=== BRONTEKST ===

52.      Ondanks de intrekking van de aankondiging van een opdracht is dus aangevoerd dat a) verzoeksters een beroep tot schadevergoeding met betrekking tot de litigieuze aankondiging van de opdracht kunnen instellen en b) het kostenvraagstuk nog steeds door de verwijzende rechter moet worden beslecht.

a)      Vooruitzicht van een beroep tot schadevergoeding

53.      Volgens vaste rechtspraak is de rechtvaardiging van een prejudiciële verwijzing niet gelegen in het formuleren van adviezen over algemene of hypothetische vraagstukken, maar in de behoefte aan de werkelijke beslechting van een geschil.(17) In soortgelijke omstandigheden als die in het hoofdgeding heeft het Hof reeds geoordeeld dat de overweging om een beroep tot schadevergoeding in te stellen, die slechts een eventualiteit is en hypothetisch is, geen reden kan vormen om een verzoek om een prejudiciële beslissing te handhaven wanneer het hoofdgeding zonder voorwerp is geraakt.(18)

=== AANGELEVERDE GEGEVENS ===

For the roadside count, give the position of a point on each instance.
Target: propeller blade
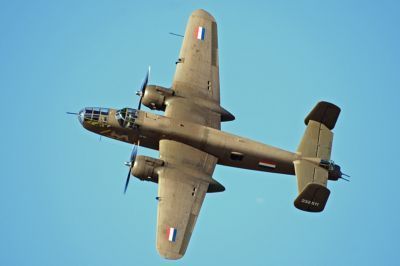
(143, 87)
(130, 164)
(127, 180)
(133, 153)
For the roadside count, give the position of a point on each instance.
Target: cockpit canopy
(92, 114)
(126, 117)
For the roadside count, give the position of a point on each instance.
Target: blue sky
(61, 191)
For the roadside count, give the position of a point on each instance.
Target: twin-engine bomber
(191, 143)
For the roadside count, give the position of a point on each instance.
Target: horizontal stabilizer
(313, 198)
(325, 113)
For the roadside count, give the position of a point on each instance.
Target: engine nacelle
(145, 168)
(154, 97)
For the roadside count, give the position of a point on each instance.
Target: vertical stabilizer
(316, 143)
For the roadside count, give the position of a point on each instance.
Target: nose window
(126, 117)
(93, 113)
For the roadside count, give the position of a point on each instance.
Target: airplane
(191, 143)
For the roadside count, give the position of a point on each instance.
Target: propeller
(343, 174)
(143, 87)
(130, 164)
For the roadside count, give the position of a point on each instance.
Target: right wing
(180, 198)
(196, 80)
(182, 186)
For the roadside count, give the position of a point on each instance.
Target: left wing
(182, 186)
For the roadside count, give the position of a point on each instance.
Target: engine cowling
(145, 168)
(154, 97)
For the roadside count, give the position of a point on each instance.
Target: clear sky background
(61, 192)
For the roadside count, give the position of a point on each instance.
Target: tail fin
(316, 144)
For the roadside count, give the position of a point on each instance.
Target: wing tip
(169, 255)
(203, 14)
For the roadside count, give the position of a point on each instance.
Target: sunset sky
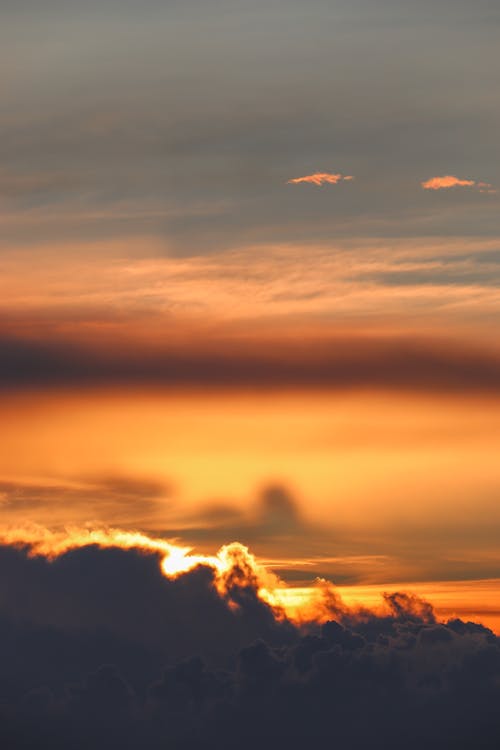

===

**WAT GEVRAAGD WORDT**
#1 Beantwoord de volgende vragen over de brontekst.
(a) Welk beroep kunnen verzoeksters volgens punt 52 nog instellen met betrekking tot de litigieuze aankondiging van de opdracht?
(b) Wie moet het kostenvraagstuk volgens punt 52 nog beslechten?
(c) Waarin is volgens vaste rechtspraak de rechtvaardiging van een prejudiciële verwijzing gelegen?
#2 Meld hoeveel regels van de lijst de tekenreeks "stabilizer" bevatten, waarbij hoofdletters en kleine letters verschillend tellen. Geef alleen het aantal.

**ANTWOORDEN HIERONDER**
#1
(a) Een beroep tot schadevergoeding.
(b) De verwijzende rechter.
(c) In de behoefte aan de werkelijke beslechting van een geschil.

#2 2